## start Supplied data

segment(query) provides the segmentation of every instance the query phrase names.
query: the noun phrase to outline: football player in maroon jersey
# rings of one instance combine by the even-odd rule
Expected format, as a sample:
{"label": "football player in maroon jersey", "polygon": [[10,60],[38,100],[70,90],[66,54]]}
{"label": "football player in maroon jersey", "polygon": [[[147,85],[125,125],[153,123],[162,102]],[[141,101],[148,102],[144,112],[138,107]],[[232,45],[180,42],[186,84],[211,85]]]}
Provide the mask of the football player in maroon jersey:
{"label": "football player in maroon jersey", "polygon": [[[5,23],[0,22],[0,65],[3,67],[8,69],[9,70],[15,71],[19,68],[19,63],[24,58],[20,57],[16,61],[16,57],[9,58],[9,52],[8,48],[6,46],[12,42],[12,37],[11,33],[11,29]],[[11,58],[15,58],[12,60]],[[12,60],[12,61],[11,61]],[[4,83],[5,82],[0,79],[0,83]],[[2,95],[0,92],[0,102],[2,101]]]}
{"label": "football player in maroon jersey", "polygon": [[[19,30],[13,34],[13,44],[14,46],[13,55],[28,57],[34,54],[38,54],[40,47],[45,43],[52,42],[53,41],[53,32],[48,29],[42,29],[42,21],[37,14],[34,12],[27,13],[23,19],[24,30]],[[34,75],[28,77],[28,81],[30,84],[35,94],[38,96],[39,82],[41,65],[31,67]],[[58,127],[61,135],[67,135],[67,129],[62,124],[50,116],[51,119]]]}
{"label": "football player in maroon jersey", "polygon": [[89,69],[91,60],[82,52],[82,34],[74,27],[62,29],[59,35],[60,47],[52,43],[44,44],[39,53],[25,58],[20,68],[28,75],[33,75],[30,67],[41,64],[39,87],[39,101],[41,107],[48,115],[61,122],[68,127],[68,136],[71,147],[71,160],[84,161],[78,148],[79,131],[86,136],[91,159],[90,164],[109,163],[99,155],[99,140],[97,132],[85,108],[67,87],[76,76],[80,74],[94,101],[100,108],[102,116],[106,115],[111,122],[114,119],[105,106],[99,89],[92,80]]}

## end Supplied data

Stated problem: Select each line of the listing above that contains the string "query".

Solution to the exercise:
segment(query) provides the segmentation of every instance the query phrase names.
query: the noun phrase to outline: football player in maroon jersey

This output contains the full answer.